## Selection
■ ■ ■

The Romans commonly built tombs for themselves during their lifetime.
Hence these words frequently occur in ancient inscriptions, V.F. Vivus
Facit, V.S.P. Vivus Sibi Posuit. The tombs of the rich were usually
constructed of marble, the ground enclosed with walls, and planted round
with trees. But common sepulchres were usually built below ground, and
called hypogea. There were niches cut out of the walls, in which the
urns were placed: these, from their resemblance to the niche of a
pigeon-house, were called columbaria.

■ ■ ■

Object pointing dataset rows
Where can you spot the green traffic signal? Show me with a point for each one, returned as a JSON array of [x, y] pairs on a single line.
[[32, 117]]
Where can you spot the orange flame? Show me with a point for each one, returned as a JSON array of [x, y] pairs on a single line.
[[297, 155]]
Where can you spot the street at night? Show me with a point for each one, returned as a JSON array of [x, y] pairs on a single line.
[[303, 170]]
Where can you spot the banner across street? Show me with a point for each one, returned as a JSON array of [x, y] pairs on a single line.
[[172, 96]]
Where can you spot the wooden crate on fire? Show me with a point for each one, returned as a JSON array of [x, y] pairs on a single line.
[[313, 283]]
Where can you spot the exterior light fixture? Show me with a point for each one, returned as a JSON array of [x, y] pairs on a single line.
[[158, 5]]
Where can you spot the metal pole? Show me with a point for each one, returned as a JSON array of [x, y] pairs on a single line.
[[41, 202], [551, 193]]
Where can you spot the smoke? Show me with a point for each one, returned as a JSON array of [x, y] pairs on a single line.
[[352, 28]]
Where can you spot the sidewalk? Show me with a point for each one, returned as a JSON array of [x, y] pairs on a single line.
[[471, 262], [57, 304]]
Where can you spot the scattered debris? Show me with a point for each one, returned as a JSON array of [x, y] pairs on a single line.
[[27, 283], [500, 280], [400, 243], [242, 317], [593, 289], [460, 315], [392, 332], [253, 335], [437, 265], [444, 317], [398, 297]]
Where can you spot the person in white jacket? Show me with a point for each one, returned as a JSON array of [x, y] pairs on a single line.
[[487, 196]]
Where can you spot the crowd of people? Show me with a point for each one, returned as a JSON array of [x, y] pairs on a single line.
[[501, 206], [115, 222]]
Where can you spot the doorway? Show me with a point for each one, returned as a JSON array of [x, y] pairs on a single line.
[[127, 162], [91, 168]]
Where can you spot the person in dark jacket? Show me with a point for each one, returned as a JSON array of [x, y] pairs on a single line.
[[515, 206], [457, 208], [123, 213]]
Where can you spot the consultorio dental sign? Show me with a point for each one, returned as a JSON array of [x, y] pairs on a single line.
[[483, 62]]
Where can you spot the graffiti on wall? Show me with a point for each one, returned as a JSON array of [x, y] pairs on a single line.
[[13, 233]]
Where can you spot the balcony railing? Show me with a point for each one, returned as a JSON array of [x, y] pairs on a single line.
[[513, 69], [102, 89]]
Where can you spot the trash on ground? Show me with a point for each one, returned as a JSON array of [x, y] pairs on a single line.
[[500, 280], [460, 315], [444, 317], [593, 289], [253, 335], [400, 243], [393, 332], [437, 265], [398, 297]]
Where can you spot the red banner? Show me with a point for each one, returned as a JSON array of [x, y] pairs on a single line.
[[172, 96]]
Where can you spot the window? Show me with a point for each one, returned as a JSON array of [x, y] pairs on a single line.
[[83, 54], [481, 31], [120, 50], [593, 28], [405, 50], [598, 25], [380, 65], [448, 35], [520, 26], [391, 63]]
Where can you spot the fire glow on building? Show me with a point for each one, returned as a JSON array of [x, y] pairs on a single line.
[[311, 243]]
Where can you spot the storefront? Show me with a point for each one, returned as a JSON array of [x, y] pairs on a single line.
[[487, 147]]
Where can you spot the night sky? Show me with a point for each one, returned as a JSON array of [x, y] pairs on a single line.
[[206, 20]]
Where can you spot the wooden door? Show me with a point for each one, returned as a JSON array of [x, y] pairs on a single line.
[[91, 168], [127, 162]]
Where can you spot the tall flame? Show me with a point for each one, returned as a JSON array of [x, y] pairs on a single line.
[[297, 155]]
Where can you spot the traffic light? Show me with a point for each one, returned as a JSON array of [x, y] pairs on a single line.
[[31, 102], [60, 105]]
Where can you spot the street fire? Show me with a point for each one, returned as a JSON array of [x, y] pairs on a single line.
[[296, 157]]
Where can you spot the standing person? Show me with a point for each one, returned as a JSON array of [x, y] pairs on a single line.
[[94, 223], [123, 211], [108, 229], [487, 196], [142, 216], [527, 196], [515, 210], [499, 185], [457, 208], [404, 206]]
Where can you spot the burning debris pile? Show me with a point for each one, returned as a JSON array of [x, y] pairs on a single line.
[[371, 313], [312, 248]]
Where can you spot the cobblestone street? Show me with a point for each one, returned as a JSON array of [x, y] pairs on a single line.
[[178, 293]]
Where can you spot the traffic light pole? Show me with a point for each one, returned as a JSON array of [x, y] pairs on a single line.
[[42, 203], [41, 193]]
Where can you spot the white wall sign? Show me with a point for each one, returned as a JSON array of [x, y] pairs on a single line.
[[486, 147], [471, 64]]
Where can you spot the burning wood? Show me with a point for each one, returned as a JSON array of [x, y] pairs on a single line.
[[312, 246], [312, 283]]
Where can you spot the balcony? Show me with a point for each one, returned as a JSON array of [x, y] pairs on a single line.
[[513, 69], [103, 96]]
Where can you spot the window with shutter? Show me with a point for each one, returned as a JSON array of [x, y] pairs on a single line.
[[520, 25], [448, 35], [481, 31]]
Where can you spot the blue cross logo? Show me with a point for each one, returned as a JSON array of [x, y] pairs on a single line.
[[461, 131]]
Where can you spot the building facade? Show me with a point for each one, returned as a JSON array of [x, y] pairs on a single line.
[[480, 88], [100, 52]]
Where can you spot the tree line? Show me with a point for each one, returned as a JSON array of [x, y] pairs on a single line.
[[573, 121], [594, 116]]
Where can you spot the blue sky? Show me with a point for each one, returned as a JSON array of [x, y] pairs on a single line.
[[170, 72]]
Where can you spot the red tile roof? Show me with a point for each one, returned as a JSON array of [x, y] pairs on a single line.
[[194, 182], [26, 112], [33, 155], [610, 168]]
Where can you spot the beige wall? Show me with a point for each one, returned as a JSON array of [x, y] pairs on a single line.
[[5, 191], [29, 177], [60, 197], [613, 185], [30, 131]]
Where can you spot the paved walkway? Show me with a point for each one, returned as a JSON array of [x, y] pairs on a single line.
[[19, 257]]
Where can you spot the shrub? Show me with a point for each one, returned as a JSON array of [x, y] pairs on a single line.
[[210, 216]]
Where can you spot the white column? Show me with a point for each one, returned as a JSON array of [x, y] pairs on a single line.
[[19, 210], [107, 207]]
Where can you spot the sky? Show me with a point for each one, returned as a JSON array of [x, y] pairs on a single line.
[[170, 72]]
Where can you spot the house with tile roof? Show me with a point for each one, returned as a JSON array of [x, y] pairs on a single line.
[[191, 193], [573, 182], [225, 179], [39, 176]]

■ ■ ■

## Written tasks
(a) Rewrite the entries from the first one up to and including the line with "[[352, 28]]", replacing "wooden crate" with "wooden box" and changing nothing else.
(b) Carry on the passage on Roman tombs from the point where it stops.
The entries have no connection to the passage on Roman tombs.

## Answers below
(a)
Where can you spot the green traffic signal? Show me with a point for each one, returned as a JSON array of [x, y] pairs on a single line.
[[32, 117]]
Where can you spot the orange flame? Show me with a point for each one, returned as a JSON array of [x, y] pairs on a single line.
[[297, 155]]
Where can you spot the street at night? Show me with a point for each one, returned as a JSON array of [x, y] pairs on a single line.
[[303, 170]]
Where can you spot the banner across street? Show me with a point for each one, returned as a JSON array of [x, y] pairs on a single line.
[[172, 96]]
Where can you spot the wooden box on fire? Show me with a point for each one, returned as a JSON array of [x, y] pairs on a single line.
[[313, 283]]
Where can you spot the exterior light fixture? Show me with a point for each one, returned as a JSON array of [x, y] pairs on a single line.
[[158, 5]]
Where can you spot the metal pole? Show me with a point for each one, returned as a JSON array of [x, y] pairs on a single line.
[[41, 202], [551, 193]]
Where can you spot the smoke? Show me with a point for each one, returned as a JSON array of [x, y] pairs on a single line.
[[352, 28]]

(b)
[4] Our blessed Saviour chose the garden sometime for his
oratory, and, dying, for the place of his sepulture; and we also
do avouch, for many weighty causes, that there are none more fit
to bury our dead in than in our gardens and groves where our
beds may he decked with verdant and fragrant flowers. Trees and
perennial plants, the most natural and instructive hieroglyphics
of our expected resurrection and immortality, besides what they
might conduce to the meditation of the living, and the taking
off our cogitations from dwelling too intently upon more vain
and sensual objects: that custom of burying in churches, and
near about them, especially in great and populous cities, being
both a novel presumption, indecent, and very prejudicial to
health.--_Evelyn's Discourse on Forest Trees_.